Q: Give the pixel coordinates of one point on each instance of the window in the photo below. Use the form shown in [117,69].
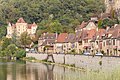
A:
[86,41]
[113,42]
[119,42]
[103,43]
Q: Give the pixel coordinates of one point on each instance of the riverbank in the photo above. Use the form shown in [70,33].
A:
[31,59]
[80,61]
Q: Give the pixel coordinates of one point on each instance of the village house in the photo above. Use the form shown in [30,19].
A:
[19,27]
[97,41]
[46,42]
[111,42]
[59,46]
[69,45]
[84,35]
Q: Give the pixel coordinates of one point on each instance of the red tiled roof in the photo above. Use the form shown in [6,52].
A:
--
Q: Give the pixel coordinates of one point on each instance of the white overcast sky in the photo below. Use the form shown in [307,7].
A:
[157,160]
--
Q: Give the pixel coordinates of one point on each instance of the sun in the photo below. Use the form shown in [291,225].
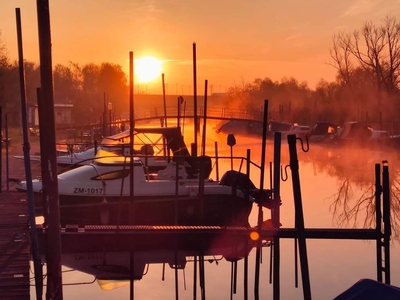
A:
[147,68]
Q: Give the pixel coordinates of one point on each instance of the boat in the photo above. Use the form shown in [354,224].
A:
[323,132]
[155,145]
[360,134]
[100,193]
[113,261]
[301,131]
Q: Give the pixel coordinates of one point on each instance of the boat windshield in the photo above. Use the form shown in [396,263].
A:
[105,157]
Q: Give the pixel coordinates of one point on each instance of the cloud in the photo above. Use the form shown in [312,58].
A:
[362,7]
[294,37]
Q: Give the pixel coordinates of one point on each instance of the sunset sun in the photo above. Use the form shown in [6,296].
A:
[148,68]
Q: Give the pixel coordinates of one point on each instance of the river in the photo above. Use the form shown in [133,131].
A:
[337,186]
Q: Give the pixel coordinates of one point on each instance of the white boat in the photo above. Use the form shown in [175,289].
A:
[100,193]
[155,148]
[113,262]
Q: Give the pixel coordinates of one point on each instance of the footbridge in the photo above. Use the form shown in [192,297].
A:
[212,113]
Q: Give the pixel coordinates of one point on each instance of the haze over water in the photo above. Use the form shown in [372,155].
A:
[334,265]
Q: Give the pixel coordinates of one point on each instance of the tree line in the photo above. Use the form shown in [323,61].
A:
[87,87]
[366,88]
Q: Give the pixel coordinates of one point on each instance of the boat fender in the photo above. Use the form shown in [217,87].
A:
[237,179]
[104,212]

## YOUR INSTRUCTIONS
Where a line of the records contains the word "below", copy that line.

## COMPLETED TASK
Q: Give the pixel coordinates of one point on each instance of the window in the photo below. Use the form shown in [117,69].
Q: Give the pixel coordinates of one point on each instance of the white overcast sky in the photo below. Use the form shown in [307,7].
Q: Give the pixel coordinates of one point on each instance of the sun in the photo below. Use the form shown in [291,225].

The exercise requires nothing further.